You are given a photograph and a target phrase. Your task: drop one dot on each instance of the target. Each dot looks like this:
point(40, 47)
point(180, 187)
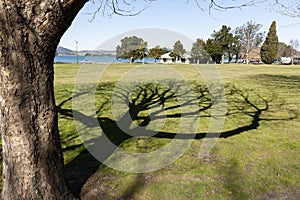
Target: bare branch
point(289, 8)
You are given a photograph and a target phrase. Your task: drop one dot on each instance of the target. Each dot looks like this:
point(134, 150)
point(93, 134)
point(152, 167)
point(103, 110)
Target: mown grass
point(257, 155)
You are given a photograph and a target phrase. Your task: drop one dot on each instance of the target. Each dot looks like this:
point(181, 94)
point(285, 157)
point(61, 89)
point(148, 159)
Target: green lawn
point(257, 154)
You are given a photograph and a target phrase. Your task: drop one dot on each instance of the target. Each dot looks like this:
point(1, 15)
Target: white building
point(167, 59)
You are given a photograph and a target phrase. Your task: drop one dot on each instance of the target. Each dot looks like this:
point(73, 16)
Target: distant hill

Objective:
Reproduce all of the items above word for word, leaving out the pictures.

Response:
You are given a photograph and a target phrase. Your task: drop one dot on each instance of the target. Each dot looks like this:
point(40, 47)
point(180, 187)
Target: bare branch
point(289, 8)
You are given a photograph and a target phrase. Your task: drop one dot on each instance of the target. Each dot looks like this:
point(134, 150)
point(93, 134)
point(152, 167)
point(103, 110)
Target: mown grass
point(257, 155)
You are given a photograph and a target phrase. Your task: drop one dot on each instance of the target. Each dot looks like this:
point(181, 94)
point(285, 157)
point(61, 89)
point(148, 159)
Target: green lawn
point(257, 154)
You are given a photograph and a target phrase. Your task: drop one dot on each instance of the target. Each dot looks like this:
point(1, 15)
Target: white building
point(167, 59)
You are given a photograph and a target phrase. Your task: drop one dot on each instance of the target. Each dot looks like this:
point(73, 16)
Target: distant hill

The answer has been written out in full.